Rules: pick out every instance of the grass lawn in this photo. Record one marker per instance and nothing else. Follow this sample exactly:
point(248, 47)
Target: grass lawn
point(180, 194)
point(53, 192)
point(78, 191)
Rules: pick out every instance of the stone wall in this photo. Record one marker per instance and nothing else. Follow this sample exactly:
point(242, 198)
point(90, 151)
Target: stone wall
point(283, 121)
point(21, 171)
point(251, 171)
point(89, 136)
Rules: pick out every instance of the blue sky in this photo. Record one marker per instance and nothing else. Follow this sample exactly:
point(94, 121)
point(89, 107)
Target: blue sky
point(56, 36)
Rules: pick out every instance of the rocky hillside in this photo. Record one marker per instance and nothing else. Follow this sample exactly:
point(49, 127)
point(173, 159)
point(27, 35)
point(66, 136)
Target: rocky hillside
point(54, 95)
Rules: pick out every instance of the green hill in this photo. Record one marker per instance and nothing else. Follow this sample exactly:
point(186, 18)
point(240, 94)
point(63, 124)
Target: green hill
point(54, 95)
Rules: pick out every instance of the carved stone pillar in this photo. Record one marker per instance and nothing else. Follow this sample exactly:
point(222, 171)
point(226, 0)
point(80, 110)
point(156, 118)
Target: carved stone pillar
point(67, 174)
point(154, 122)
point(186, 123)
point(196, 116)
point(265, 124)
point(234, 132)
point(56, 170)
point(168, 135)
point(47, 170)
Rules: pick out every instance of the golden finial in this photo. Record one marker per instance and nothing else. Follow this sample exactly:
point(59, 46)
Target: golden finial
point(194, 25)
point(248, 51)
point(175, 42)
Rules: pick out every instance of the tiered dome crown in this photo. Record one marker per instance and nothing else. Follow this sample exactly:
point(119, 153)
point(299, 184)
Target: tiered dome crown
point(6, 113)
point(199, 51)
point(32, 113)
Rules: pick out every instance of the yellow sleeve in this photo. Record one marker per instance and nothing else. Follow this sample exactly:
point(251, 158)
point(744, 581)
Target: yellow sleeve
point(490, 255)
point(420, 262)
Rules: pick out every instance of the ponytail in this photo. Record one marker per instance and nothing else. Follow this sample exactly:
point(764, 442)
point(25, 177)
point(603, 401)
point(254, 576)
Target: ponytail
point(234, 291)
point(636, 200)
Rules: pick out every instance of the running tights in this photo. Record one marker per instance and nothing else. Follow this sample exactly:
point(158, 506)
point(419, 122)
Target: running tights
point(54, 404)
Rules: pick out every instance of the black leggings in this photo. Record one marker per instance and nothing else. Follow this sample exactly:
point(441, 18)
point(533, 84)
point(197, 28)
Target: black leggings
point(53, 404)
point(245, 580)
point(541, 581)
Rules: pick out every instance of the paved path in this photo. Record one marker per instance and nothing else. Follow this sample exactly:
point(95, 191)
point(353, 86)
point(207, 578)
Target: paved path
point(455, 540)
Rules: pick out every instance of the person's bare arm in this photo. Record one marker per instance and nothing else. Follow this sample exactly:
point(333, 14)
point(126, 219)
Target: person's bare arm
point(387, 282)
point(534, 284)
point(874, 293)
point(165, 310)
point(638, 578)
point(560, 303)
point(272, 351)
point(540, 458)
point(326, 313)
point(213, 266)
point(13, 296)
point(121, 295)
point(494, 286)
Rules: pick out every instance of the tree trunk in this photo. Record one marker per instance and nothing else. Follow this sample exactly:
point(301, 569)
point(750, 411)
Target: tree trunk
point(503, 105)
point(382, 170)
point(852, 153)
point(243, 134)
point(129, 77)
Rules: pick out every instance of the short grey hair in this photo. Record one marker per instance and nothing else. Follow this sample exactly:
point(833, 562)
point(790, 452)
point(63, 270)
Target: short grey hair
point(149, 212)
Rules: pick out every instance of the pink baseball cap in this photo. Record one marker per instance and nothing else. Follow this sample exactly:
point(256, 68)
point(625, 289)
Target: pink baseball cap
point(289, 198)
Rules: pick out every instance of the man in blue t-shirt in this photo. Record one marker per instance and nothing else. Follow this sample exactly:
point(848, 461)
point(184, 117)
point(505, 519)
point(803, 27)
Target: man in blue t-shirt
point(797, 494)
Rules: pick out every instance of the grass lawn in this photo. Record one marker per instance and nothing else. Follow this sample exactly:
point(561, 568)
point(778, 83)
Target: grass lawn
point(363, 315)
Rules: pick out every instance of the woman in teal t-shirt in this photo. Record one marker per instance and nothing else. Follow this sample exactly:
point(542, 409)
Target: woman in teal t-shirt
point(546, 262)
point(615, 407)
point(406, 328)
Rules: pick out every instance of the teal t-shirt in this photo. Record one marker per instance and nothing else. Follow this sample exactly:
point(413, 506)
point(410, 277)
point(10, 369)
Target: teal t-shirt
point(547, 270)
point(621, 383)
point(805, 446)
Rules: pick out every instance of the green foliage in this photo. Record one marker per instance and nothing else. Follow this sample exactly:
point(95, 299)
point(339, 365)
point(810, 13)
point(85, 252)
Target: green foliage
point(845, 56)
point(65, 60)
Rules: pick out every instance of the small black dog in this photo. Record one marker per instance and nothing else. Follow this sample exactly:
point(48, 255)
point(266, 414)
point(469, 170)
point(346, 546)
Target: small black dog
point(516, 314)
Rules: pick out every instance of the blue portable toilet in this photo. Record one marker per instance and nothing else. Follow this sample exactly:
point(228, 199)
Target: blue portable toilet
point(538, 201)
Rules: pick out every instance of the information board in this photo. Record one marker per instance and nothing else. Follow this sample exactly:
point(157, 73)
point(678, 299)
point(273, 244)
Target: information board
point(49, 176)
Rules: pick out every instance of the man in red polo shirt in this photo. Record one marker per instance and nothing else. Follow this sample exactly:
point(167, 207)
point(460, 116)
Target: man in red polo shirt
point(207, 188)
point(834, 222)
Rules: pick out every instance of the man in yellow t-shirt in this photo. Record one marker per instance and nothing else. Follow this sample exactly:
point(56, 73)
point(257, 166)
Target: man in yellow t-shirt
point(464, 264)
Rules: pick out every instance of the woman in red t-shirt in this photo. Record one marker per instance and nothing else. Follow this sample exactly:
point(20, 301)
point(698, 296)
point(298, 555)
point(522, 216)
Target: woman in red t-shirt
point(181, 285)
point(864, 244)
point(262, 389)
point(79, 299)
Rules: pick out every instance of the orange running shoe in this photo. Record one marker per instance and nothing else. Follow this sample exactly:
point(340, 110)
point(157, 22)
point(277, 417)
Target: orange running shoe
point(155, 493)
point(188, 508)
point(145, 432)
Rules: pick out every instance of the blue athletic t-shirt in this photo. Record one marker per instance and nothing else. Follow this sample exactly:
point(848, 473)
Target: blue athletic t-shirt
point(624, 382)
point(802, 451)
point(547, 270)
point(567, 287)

* Task directions:
Copy every line of the records above exactly as it appears.

* Output of the exercise:
Rules: pick out every instance of the grass lawn in this photo. Record one marker per instance and nothing else. Follow this sample exactly:
point(248, 47)
Target: grass lawn
point(180, 194)
point(53, 192)
point(78, 191)
Rules: pick out every instance of the stone wall in this photo. Record one marker per instance and nothing else. Follow this sample exactly:
point(242, 198)
point(90, 151)
Target: stone wall
point(283, 121)
point(21, 171)
point(251, 171)
point(89, 136)
Rules: pick out every instance of the blue sky in this photo. Record one marker per instance and nothing else. Follow this sample exactly:
point(94, 121)
point(89, 107)
Target: blue sky
point(56, 36)
Rules: pick out every instance of the rocky hillside in this photo. Record one marker per instance and nothing else. Follow this sample exactly:
point(49, 127)
point(173, 159)
point(27, 35)
point(66, 136)
Target: rocky hillside
point(54, 95)
Rules: pick out every instance of the green hill in this photo. Record one marker per instance and nothing else. Follow this sample exactly:
point(186, 18)
point(240, 94)
point(63, 124)
Target: green hill
point(54, 95)
Rules: pick out every instance of the carved stone pillar in this photo. Record one marker per instance and nothing else. Follow this sample exactly:
point(222, 171)
point(226, 0)
point(80, 110)
point(156, 118)
Target: carved stone pillar
point(67, 174)
point(154, 122)
point(186, 123)
point(196, 116)
point(265, 124)
point(234, 132)
point(56, 170)
point(168, 135)
point(47, 170)
Rules: pick out every instance of the golden finial in this photo. Record one marker per instance and nothing else. Follow this sample exactly:
point(59, 46)
Target: golden finial
point(194, 25)
point(248, 51)
point(175, 42)
Rules: pick out every instance of the tiered dome crown in this photo. Record one marker per instance and nothing else. Follow this sample exactly:
point(119, 153)
point(299, 184)
Target: tiered dome crown
point(6, 113)
point(199, 51)
point(32, 113)
Rules: pick out every instance of the yellow sleeve in this photo. Record one marker per instance and nothing else. Follow this sample exactly:
point(251, 158)
point(744, 581)
Target: yellow sleeve
point(490, 255)
point(420, 262)
Rules: pick out every instance of the ponytail in this photo. Record one marker per instance and nothing else. Follow this sample exactly:
point(764, 442)
point(25, 177)
point(603, 401)
point(254, 576)
Target: ponytail
point(234, 291)
point(636, 200)
Rules: pick out every instance of the running tights in this photo. Record one marker per instance and nothing else. Follow this sample exactly:
point(158, 506)
point(419, 122)
Target: running tights
point(54, 404)
Rules: pick out every instance of the black leggings in this photo. Record one marker per instance and nothing else. Follow this sample exactly:
point(441, 18)
point(533, 84)
point(197, 28)
Target: black leggings
point(53, 404)
point(245, 580)
point(541, 581)
Rules: pick out every instance of the paved path in this photo. Record one marker per instance and nothing else. Follow this sample exactly:
point(95, 191)
point(353, 86)
point(207, 578)
Target: paved path
point(455, 540)
Rules: pick out every instance of the person's bare arm in this photo. Record one marker per instance and nothing else. Follow this sample exactly:
point(333, 14)
point(126, 219)
Target: person's bare arm
point(387, 282)
point(534, 284)
point(874, 293)
point(165, 310)
point(638, 578)
point(560, 303)
point(272, 351)
point(540, 458)
point(326, 313)
point(213, 266)
point(13, 296)
point(121, 295)
point(494, 286)
Rules: pick out every instance of the tree trunk in this photo. Record one marker per instance and nothing else. Follow this sample exactly:
point(301, 569)
point(750, 411)
Target: tree trunk
point(503, 105)
point(382, 170)
point(852, 153)
point(243, 134)
point(129, 77)
Rules: pick out every instance of the short grey hair in this photo. Record one marker per instance and nothing else. Follow this sample exactly:
point(833, 562)
point(790, 452)
point(63, 270)
Target: short grey hair
point(149, 212)
Rules: pick out every instance of the pink baseball cap in this photo. Record one marker per instance and nothing else. Follow this sample exactly:
point(256, 68)
point(625, 289)
Target: pink baseball cap
point(289, 198)
Rules: pick out every instance of the man in blue t-shirt in this photo. Record one marker per instance and nothing else. Follow this sample exactly:
point(848, 461)
point(184, 117)
point(505, 519)
point(803, 27)
Target: man in blue t-shirt
point(797, 494)
Rules: pick out every instance of the grass lawn in this photo. Record one marker per instance and nothing else. Follow this sample exactly:
point(561, 568)
point(778, 83)
Target: grass lawn
point(363, 315)
Rules: pick out every instance of the woman in teal t-shirt in this photo. Record one marker per instance and nothing else. Follow this sample exactly:
point(542, 409)
Target: woman in teal t-shirt
point(546, 262)
point(615, 407)
point(406, 328)
Rules: pick out every instance of the teal t-shirt in this photo. Record one marker per instance and nothing else. Follow this sample exactly:
point(413, 506)
point(410, 277)
point(10, 369)
Target: teal t-shirt
point(547, 270)
point(621, 383)
point(805, 446)
Rules: pick out every instance of the green foliage in this photo. Record one marker per instance and nothing else. Follow this sample exactly:
point(95, 299)
point(339, 365)
point(810, 13)
point(85, 252)
Target: green foliage
point(845, 56)
point(65, 60)
Rules: pick out every instance of the small black dog in this photo. Record one marker per instance and nothing else. Follow this sample exactly:
point(48, 255)
point(266, 414)
point(469, 170)
point(346, 546)
Target: small black dog
point(516, 314)
Rules: pick out every instance of the blue portable toilet in this photo. Record one marker per instance and nothing else. Follow this sample exactly:
point(228, 199)
Target: blue portable toilet
point(538, 201)
Rules: pick out every instance of the information board in this photo. Record one marker per instance and nothing else. Follow this sample exactly:
point(157, 73)
point(678, 299)
point(273, 244)
Target: information board
point(49, 176)
Rules: pick out every instance of the man in red polo shirt in this photo. Record one marker per instance and nothing else. Follow this sample exactly:
point(167, 207)
point(460, 116)
Target: man in red polo shirt
point(207, 188)
point(834, 222)
Rules: pick out every instance of the man in yellow t-shirt in this photo. Record one marker per instance and nothing else. Follow this sample exactly:
point(56, 73)
point(257, 166)
Target: man in yellow t-shirt
point(464, 264)
Rules: pick out every instance of the woman in red t-shirt in this photo. Record one marker per instance and nothing else. Follow this sample exactly:
point(20, 301)
point(698, 296)
point(298, 555)
point(522, 216)
Target: woman in red t-shirt
point(181, 285)
point(864, 244)
point(262, 389)
point(79, 299)
Rules: pick out every instance of the orange running shoe in this photo. Record one marker per instance and nothing else. Follow this sample exactly:
point(340, 110)
point(157, 22)
point(277, 417)
Target: orange running shoe
point(155, 493)
point(188, 508)
point(145, 432)
Rules: pick out every instance of the blue athletic t-shirt in this photo. Record one marker per instance and nothing else. Follow this sample exactly:
point(848, 473)
Target: blue athletic t-shirt
point(624, 382)
point(802, 451)
point(547, 270)
point(567, 287)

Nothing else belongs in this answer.